> _作業内容_
以下のリスト全体で「Target」を「Object」に入れ替え、ほかは一切変えずに書き直してもらえますか？
________________________________________
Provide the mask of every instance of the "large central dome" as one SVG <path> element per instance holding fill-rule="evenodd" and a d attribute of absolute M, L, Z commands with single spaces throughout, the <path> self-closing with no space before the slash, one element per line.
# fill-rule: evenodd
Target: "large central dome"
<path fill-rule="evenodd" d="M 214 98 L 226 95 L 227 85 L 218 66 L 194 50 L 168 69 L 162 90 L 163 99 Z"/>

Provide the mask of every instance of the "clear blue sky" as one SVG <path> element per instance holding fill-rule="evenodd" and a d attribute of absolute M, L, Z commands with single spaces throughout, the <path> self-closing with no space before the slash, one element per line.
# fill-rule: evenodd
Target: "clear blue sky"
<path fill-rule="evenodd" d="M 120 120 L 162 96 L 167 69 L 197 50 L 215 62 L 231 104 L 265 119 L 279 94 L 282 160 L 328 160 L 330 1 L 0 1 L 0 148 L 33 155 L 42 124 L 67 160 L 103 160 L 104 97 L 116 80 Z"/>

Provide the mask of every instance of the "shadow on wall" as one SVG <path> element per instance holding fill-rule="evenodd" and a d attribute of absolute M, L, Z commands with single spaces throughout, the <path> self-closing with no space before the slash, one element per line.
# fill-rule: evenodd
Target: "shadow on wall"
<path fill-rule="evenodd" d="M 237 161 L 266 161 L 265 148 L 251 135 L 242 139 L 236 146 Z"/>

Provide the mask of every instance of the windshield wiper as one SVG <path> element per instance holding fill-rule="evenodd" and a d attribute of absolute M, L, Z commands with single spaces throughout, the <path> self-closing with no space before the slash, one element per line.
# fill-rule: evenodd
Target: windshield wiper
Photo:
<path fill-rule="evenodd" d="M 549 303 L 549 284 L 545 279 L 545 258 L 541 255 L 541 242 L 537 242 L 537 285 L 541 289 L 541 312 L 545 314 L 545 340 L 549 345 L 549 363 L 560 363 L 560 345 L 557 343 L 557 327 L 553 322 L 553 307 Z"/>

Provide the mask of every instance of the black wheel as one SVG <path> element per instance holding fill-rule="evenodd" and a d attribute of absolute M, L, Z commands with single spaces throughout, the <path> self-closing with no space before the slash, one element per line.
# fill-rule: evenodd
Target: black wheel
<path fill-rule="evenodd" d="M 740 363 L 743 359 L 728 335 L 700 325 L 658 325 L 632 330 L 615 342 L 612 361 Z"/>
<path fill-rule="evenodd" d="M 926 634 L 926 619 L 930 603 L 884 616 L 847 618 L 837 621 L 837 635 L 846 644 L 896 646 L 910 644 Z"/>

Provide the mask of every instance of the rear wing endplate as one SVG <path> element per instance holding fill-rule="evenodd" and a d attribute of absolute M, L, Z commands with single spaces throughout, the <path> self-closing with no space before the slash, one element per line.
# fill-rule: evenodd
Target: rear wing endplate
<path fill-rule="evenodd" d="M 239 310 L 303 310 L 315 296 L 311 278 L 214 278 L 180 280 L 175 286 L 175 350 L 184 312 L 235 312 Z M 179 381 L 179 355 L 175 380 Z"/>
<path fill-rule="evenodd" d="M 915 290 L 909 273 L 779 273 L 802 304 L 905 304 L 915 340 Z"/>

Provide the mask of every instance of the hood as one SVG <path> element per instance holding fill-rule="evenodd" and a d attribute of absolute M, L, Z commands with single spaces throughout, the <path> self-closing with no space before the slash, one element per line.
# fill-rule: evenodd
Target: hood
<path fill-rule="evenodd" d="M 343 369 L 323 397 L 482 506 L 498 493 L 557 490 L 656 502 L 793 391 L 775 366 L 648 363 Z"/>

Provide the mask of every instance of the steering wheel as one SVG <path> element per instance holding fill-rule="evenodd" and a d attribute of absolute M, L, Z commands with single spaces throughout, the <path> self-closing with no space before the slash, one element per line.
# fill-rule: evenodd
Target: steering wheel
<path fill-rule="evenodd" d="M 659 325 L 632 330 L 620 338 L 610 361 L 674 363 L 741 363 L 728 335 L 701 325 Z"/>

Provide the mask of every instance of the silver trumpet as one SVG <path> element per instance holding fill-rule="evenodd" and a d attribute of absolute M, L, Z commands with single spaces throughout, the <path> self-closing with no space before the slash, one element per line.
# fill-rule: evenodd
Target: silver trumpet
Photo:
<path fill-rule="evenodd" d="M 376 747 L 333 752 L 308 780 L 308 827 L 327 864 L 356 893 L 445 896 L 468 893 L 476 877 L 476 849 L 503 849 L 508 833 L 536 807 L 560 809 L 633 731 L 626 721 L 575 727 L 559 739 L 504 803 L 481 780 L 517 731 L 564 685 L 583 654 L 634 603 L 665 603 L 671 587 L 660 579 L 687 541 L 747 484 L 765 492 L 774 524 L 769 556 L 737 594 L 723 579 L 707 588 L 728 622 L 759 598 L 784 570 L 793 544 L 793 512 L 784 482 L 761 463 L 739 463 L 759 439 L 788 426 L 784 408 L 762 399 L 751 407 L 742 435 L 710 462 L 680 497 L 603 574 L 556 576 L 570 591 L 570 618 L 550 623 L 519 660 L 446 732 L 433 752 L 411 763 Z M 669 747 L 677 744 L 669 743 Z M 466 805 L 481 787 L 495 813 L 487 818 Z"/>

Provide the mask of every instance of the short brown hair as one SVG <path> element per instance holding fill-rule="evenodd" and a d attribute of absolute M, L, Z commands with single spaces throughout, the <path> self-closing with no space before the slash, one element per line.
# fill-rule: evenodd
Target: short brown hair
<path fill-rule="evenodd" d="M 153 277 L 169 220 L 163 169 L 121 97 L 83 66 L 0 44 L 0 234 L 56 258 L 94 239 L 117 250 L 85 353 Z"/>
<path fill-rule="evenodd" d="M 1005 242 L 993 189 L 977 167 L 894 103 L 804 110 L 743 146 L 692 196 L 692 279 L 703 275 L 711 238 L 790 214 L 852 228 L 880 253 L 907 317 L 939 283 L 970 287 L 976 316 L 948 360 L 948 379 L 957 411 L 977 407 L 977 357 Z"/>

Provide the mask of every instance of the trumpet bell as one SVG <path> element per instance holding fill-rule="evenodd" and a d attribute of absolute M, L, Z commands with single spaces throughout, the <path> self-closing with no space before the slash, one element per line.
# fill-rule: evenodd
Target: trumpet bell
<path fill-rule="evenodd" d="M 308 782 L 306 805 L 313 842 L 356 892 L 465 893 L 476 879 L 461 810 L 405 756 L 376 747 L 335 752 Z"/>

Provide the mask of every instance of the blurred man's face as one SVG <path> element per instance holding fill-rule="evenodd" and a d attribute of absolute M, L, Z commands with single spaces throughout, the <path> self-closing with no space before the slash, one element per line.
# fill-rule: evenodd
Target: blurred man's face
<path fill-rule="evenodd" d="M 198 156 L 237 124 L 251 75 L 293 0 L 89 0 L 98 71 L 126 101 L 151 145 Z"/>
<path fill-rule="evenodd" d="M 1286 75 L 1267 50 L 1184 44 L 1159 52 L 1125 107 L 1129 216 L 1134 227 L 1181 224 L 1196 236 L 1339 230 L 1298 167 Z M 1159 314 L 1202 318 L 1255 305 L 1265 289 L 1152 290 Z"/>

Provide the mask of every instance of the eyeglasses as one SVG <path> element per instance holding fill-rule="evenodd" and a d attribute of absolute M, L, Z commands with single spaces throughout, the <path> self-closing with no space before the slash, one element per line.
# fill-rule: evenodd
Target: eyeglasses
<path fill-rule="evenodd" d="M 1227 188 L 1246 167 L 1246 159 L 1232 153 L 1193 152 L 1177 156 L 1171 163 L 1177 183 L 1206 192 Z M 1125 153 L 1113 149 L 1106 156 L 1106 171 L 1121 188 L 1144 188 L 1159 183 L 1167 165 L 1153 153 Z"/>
________________________________________
> _回答文_
Provide the mask of every instance of the "large central dome" as one SVG <path> element per instance holding fill-rule="evenodd" and a d attribute of absolute M, L, Z commands with single spaces throughout, the <path> self-closing with no space before the slash, one element per line.
# fill-rule: evenodd
Object: "large central dome"
<path fill-rule="evenodd" d="M 214 98 L 226 95 L 227 85 L 218 66 L 194 50 L 168 69 L 162 90 L 163 99 Z"/>

Provide the mask of every instance of the "clear blue sky" as one SVG <path> element per instance holding fill-rule="evenodd" and a d attribute of absolute M, L, Z commands with single spaces throughout, the <path> self-closing with no space before the slash, one element per line.
# fill-rule: evenodd
Object: "clear blue sky"
<path fill-rule="evenodd" d="M 120 120 L 162 96 L 167 69 L 197 50 L 215 62 L 231 104 L 265 119 L 279 94 L 282 160 L 328 160 L 330 1 L 0 1 L 0 148 L 33 155 L 42 124 L 67 160 L 103 160 L 104 97 L 116 80 Z"/>

Provide the mask of every instance of the "shadow on wall" as one SVG <path> element per instance holding fill-rule="evenodd" and a d attribute of absolute M, L, Z commands with single spaces throughout, the <path> self-closing with no space before the slash, one element per line.
# fill-rule: evenodd
Object: "shadow on wall"
<path fill-rule="evenodd" d="M 237 161 L 266 161 L 265 148 L 251 135 L 242 139 L 236 146 Z"/>

Provide the mask of every instance of the windshield wiper as one SVG <path> element per instance holding fill-rule="evenodd" and a d attribute of absolute M, L, Z commands with single spaces throughout, the <path> self-closing with no space before the slash, one element per line.
# fill-rule: evenodd
Object: windshield wiper
Photo:
<path fill-rule="evenodd" d="M 549 303 L 549 284 L 545 279 L 545 258 L 541 255 L 541 242 L 537 242 L 537 285 L 541 289 L 541 312 L 545 314 L 545 340 L 549 345 L 549 363 L 560 363 L 560 345 L 557 343 L 557 327 L 553 322 L 553 307 Z"/>

Provide the mask of every instance of the black wheel as one SVG <path> element per instance holding fill-rule="evenodd" and a d attribute of absolute M, L, Z commands with single spaces throughout, the <path> self-closing with no space before the slash, one element per line.
# fill-rule: evenodd
Object: black wheel
<path fill-rule="evenodd" d="M 740 363 L 743 359 L 728 335 L 700 325 L 658 325 L 632 330 L 615 342 L 612 361 Z"/>
<path fill-rule="evenodd" d="M 926 634 L 926 619 L 930 603 L 884 616 L 847 618 L 837 621 L 837 635 L 846 644 L 896 646 L 910 644 Z"/>

Provide the mask of every instance of the rear wing endplate as one SVG <path> element per instance holding fill-rule="evenodd" and a d attribute of absolute M, L, Z commands with single spaces throughout, the <path> self-closing with no space before the slash, one element per line.
# fill-rule: evenodd
Object: rear wing endplate
<path fill-rule="evenodd" d="M 239 310 L 303 310 L 315 296 L 311 278 L 214 278 L 180 280 L 175 286 L 175 350 L 184 312 L 235 312 Z M 179 381 L 179 355 L 175 380 Z"/>
<path fill-rule="evenodd" d="M 915 290 L 909 273 L 779 273 L 802 304 L 905 304 L 915 340 Z"/>

Provide the mask of every instance of the hood as one SVG <path> element per instance holding fill-rule="evenodd" and a d attribute of absolute M, L, Z commands with single spaces throughout, the <path> self-closing with no space before the slash, one element per line.
# fill-rule: evenodd
Object: hood
<path fill-rule="evenodd" d="M 343 369 L 323 397 L 482 506 L 498 493 L 557 490 L 656 502 L 793 391 L 775 366 L 648 363 Z"/>

Provide the mask of every instance of the steering wheel as one SVG <path> element per instance holding fill-rule="evenodd" and a d attribute of absolute M, L, Z commands with single spaces throughout, the <path> self-closing with no space before the slash, one element per line.
# fill-rule: evenodd
Object: steering wheel
<path fill-rule="evenodd" d="M 659 325 L 632 330 L 620 338 L 610 361 L 674 363 L 741 363 L 728 335 L 701 325 Z"/>

Provide the mask of every instance of the silver trumpet as one SVG <path> element per instance holding fill-rule="evenodd" and a d attribute of absolute M, L, Z commands with single spaces throughout, the <path> self-closing with no space before the slash, one element per line.
# fill-rule: evenodd
Object: silver trumpet
Photo:
<path fill-rule="evenodd" d="M 376 747 L 333 752 L 308 780 L 308 827 L 327 864 L 356 893 L 445 896 L 468 893 L 476 877 L 476 849 L 503 849 L 508 833 L 536 807 L 560 809 L 633 731 L 626 721 L 575 727 L 559 739 L 504 803 L 481 780 L 517 731 L 564 685 L 583 654 L 634 603 L 665 603 L 671 587 L 660 579 L 687 541 L 747 484 L 765 492 L 774 524 L 769 556 L 737 594 L 723 579 L 707 588 L 728 622 L 759 598 L 784 570 L 793 544 L 793 512 L 784 482 L 761 463 L 739 463 L 759 439 L 788 426 L 784 408 L 762 399 L 751 407 L 742 435 L 710 462 L 680 497 L 603 574 L 556 576 L 570 591 L 570 618 L 550 623 L 519 660 L 446 732 L 433 752 L 411 763 Z M 669 747 L 677 744 L 669 743 Z M 466 805 L 481 787 L 495 813 L 487 818 Z"/>

Provide the mask of every instance of the short brown hair as one SVG <path> element per instance holding fill-rule="evenodd" and a d attribute of absolute M, L, Z commands with single spaces throughout, the <path> self-closing with no space before the slash, one element per line.
# fill-rule: evenodd
Object: short brown hair
<path fill-rule="evenodd" d="M 153 277 L 169 220 L 163 169 L 121 97 L 83 66 L 0 44 L 0 234 L 56 258 L 94 239 L 117 250 L 85 353 Z"/>
<path fill-rule="evenodd" d="M 1005 242 L 993 189 L 977 167 L 894 103 L 804 110 L 743 146 L 692 196 L 692 279 L 703 275 L 711 238 L 790 214 L 852 228 L 880 253 L 907 317 L 939 283 L 970 287 L 976 316 L 948 360 L 948 379 L 957 411 L 977 407 L 977 357 Z"/>

Provide the mask of every instance of the trumpet bell as one SVG <path> element per instance holding fill-rule="evenodd" and a d attribute of absolute M, L, Z commands with single spaces throughout, the <path> self-closing with no space before the slash, one element per line.
# fill-rule: evenodd
Object: trumpet bell
<path fill-rule="evenodd" d="M 308 782 L 306 805 L 313 842 L 356 892 L 465 893 L 476 879 L 461 810 L 405 756 L 376 747 L 335 752 Z"/>

Provide the mask of every instance of the blurred man's face as one SVG <path> element per instance holding fill-rule="evenodd" and a d attribute of absolute M, L, Z commands with single spaces throughout, the <path> self-closing with no space before the slash, one element per line.
# fill-rule: evenodd
Object: blurred man's face
<path fill-rule="evenodd" d="M 198 156 L 237 124 L 251 75 L 293 0 L 89 0 L 98 71 L 126 101 L 151 145 Z"/>
<path fill-rule="evenodd" d="M 1286 75 L 1267 50 L 1184 44 L 1159 52 L 1125 107 L 1129 216 L 1134 227 L 1181 224 L 1196 236 L 1339 230 L 1298 167 Z M 1159 314 L 1202 318 L 1255 305 L 1265 289 L 1152 290 Z"/>

Provide the mask of every instance of the eyeglasses as one SVG <path> element per instance holding fill-rule="evenodd" and a d attribute of absolute M, L, Z commands with single spaces throughout, the <path> self-closing with no space before the slash, one element per line.
# fill-rule: evenodd
Object: eyeglasses
<path fill-rule="evenodd" d="M 1227 188 L 1246 167 L 1246 159 L 1232 153 L 1193 152 L 1177 156 L 1171 163 L 1177 183 L 1206 192 Z M 1125 153 L 1113 149 L 1106 156 L 1106 171 L 1121 188 L 1144 188 L 1159 183 L 1167 165 L 1153 153 Z"/>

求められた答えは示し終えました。